*Aufgabe*: Übertrage die Datensätze ab ihrem Anfang bis einschließlich der Zeile mit „(1277, 199)“ in eine Markdown-Tabelle. Die Spalte „Nr“ enthält die laufende Zeilennummer, die Spalte „Zeile“ den Text der Zeile, und Leerzeilen werden ausgelassen.

Auszüge aus Daten zur Positionsmarkierung:

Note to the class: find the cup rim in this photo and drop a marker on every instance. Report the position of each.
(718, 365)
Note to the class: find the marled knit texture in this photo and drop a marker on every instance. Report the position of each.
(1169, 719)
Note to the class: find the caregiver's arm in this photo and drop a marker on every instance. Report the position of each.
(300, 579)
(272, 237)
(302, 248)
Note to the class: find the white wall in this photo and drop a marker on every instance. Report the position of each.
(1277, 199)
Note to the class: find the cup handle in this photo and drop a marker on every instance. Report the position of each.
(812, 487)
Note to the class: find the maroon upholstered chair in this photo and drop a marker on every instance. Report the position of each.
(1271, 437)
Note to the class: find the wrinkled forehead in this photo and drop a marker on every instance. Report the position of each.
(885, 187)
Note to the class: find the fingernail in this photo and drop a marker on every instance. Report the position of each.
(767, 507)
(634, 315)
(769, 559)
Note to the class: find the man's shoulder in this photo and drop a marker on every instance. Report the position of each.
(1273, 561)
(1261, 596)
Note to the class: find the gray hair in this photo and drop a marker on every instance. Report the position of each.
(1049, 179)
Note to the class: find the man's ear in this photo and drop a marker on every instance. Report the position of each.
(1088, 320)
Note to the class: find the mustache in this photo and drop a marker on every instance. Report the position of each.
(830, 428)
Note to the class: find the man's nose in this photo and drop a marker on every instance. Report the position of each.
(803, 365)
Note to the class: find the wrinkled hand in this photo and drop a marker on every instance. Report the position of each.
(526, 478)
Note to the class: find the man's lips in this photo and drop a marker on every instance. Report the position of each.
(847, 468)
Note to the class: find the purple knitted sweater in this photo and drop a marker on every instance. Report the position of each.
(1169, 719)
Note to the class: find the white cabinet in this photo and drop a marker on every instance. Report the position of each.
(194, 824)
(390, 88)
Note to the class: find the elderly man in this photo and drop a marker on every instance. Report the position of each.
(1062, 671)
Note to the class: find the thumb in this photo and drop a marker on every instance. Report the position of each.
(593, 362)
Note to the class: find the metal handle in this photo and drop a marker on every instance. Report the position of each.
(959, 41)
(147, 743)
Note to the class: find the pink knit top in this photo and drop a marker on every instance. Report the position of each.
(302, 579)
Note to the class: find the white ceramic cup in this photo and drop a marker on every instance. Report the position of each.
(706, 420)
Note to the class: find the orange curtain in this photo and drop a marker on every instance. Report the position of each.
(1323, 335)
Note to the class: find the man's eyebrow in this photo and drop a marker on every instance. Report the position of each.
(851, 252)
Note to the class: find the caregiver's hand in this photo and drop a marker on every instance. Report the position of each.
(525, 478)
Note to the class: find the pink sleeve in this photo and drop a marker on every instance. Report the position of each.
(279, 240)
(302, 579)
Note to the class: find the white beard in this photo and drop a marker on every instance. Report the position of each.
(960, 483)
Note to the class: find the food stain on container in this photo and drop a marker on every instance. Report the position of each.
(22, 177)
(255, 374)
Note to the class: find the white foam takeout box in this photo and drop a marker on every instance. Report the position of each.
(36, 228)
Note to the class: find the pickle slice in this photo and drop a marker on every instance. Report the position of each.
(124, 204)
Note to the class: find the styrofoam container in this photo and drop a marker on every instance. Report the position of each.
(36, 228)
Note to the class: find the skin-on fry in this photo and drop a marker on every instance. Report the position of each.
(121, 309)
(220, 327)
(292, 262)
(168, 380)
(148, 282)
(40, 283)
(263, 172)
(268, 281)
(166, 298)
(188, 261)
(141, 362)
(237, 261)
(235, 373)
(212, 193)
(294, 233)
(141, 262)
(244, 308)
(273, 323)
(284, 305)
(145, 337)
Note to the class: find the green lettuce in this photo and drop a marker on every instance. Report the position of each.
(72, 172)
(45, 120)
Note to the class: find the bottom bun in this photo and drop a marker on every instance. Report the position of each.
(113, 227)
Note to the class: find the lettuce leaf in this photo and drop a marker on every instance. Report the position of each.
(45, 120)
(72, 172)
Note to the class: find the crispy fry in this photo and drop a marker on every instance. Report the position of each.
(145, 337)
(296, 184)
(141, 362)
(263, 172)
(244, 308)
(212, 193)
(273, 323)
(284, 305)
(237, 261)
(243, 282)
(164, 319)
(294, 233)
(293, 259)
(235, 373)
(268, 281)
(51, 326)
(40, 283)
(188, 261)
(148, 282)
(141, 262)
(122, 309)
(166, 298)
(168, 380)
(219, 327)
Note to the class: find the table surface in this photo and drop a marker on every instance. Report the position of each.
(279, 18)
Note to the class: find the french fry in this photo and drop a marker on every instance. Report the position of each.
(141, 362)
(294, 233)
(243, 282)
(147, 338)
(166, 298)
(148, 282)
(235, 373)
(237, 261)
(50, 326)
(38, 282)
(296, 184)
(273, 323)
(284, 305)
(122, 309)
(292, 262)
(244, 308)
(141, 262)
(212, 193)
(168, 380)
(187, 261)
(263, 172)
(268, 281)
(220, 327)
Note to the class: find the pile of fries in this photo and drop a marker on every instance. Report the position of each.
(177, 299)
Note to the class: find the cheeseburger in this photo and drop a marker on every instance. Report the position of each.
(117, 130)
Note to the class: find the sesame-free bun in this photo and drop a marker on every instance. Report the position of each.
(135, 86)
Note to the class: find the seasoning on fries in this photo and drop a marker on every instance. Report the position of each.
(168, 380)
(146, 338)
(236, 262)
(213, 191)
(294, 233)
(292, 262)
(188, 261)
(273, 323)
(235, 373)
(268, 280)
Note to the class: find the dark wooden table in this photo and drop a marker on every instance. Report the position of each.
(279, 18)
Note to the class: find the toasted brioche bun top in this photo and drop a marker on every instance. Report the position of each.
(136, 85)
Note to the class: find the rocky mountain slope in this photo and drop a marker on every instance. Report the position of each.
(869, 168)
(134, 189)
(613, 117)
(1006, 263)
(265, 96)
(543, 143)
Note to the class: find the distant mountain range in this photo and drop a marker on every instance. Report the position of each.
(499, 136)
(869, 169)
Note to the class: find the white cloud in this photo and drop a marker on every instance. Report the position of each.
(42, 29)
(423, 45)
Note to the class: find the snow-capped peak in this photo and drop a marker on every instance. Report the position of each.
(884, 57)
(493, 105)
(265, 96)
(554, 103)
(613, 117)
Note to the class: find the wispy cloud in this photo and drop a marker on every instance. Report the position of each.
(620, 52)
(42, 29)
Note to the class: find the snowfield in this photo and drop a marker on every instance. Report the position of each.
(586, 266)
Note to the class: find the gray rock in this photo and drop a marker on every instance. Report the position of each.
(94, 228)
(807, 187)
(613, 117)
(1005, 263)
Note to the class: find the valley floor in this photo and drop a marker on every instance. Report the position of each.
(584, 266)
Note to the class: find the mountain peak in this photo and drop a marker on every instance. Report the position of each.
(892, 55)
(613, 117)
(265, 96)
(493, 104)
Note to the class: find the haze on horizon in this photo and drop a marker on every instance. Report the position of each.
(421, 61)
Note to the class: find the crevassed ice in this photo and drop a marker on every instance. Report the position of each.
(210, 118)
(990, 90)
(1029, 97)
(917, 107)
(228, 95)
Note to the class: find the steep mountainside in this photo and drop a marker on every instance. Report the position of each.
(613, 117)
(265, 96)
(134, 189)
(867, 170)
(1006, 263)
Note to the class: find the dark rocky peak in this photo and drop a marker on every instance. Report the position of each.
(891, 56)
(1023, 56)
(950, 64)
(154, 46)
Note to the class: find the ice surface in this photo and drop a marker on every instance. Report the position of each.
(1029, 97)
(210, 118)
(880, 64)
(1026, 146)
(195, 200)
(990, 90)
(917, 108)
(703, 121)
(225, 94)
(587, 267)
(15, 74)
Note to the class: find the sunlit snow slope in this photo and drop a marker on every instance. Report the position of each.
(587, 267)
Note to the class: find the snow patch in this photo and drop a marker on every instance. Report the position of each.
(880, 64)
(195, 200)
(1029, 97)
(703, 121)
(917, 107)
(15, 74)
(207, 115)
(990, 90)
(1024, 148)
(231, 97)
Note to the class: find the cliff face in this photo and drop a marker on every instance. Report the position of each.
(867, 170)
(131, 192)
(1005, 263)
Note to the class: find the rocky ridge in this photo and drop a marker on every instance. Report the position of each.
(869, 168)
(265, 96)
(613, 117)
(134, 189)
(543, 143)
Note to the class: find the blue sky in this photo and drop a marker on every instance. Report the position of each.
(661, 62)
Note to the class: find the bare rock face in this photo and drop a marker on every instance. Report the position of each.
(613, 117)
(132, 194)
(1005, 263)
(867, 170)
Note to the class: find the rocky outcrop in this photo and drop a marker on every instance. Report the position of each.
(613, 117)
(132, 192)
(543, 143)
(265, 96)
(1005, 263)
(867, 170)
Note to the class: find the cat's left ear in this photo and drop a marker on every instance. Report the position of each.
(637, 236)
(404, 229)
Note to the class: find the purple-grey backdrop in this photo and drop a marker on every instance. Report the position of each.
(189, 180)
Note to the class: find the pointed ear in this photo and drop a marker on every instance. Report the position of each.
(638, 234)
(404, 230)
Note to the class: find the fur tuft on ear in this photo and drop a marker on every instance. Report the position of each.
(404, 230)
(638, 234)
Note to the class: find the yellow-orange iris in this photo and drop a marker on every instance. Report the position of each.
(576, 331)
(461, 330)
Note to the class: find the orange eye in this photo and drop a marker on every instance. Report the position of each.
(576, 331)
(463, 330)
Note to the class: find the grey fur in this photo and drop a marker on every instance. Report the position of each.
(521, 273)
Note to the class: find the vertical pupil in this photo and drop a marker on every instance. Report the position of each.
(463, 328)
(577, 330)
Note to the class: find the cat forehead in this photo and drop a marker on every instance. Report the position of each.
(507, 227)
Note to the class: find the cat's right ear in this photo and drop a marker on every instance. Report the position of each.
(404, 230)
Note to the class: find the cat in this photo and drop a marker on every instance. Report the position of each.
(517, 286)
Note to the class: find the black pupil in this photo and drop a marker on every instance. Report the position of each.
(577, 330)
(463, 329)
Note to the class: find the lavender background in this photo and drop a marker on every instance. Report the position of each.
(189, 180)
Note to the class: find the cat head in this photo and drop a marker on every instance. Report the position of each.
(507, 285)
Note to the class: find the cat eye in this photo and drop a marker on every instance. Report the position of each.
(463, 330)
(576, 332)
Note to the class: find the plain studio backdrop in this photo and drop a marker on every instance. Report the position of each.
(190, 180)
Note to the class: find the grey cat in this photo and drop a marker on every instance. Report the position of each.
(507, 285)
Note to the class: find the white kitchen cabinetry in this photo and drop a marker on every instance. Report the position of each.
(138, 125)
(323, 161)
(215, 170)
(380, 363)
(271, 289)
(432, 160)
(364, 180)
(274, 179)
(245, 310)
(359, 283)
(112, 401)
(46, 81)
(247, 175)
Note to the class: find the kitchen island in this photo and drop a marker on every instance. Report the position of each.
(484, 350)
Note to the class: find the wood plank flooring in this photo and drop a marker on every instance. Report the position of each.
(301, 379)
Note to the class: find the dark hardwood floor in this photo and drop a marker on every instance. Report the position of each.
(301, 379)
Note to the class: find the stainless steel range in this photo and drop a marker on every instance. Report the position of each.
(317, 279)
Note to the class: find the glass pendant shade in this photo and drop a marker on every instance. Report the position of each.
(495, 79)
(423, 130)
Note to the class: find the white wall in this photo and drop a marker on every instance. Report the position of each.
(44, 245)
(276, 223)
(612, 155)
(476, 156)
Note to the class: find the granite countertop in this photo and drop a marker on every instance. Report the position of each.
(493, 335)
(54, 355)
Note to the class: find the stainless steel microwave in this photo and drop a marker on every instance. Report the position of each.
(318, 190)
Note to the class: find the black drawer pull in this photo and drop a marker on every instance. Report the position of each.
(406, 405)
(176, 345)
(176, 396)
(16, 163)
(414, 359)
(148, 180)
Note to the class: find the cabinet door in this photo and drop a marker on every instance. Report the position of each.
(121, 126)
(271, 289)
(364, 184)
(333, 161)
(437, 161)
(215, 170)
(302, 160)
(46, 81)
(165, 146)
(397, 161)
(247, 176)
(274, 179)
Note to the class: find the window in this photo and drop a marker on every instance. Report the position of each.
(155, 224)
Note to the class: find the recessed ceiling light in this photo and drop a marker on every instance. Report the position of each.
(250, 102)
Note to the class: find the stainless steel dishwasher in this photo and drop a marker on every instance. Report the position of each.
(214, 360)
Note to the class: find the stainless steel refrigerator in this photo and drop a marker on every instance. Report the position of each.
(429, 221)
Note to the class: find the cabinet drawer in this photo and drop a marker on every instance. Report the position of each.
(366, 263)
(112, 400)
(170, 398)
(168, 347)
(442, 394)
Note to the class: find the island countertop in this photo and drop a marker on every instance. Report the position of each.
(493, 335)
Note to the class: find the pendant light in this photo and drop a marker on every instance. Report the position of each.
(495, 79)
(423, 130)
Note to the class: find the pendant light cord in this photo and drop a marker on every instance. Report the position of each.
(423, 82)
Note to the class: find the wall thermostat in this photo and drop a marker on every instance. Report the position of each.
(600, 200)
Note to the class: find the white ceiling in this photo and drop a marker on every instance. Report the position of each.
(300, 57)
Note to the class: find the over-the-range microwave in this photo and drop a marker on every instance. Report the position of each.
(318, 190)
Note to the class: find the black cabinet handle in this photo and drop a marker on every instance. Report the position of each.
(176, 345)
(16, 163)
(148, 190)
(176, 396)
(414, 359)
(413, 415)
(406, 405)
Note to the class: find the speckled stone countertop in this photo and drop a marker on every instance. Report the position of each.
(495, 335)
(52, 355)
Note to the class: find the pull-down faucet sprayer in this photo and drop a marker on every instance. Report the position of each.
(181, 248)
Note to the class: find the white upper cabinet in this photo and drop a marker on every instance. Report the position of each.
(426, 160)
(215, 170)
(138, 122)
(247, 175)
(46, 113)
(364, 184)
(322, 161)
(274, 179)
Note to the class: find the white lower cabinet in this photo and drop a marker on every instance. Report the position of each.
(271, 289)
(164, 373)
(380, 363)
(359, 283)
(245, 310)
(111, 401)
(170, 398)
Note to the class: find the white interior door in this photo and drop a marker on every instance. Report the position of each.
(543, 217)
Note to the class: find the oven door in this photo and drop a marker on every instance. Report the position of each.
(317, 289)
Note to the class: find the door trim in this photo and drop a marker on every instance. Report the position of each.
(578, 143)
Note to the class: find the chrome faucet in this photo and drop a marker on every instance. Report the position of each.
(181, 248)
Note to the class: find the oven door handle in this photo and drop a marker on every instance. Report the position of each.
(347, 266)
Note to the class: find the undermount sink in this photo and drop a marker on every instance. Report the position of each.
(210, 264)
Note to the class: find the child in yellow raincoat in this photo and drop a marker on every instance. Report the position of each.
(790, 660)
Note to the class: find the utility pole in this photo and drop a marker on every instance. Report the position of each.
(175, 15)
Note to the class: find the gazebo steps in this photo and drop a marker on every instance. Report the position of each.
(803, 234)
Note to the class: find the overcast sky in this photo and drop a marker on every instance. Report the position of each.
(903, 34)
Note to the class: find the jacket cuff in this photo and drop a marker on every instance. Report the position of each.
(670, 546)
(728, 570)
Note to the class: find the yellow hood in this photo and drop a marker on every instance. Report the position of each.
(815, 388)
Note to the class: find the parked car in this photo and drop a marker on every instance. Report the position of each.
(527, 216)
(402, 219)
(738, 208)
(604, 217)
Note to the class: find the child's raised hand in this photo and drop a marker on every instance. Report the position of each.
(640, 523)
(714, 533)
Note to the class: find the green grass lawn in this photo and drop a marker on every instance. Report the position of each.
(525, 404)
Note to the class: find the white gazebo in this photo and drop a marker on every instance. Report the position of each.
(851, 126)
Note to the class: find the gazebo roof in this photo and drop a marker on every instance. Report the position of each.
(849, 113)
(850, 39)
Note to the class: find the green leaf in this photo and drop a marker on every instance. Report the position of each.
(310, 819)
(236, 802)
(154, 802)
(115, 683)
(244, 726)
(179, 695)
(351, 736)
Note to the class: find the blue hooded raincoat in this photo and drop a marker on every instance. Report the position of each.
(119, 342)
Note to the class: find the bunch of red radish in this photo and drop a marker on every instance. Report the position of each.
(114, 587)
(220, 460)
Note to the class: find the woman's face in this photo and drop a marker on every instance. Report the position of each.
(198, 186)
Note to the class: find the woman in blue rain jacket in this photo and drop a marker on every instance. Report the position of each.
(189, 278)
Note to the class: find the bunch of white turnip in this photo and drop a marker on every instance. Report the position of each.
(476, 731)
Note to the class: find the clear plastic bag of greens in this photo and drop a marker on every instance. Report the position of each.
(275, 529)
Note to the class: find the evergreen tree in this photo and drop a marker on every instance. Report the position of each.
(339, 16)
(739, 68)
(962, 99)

*Lösung*:
| Nr | Zeile |
|---|---|
| 1 | Note to the class: find the cup rim in this photo and drop a marker on every instance. Report the position of each. |
| 2 | (718, 365) |
| 3 | Note to the class: find the marled knit texture in this photo and drop a marker on every instance. Report the position of each. |
| 4 | (1169, 719) |
| 5 | Note to the class: find the caregiver's arm in this photo and drop a marker on every instance. Report the position of each. |
| 6 | (300, 579) |
| 7 | (272, 237) |
| 8 | (302, 248) |
| 9 | Note to the class: find the white wall in this photo and drop a marker on every instance. Report the position of each. |
| 10 | (1277, 199) |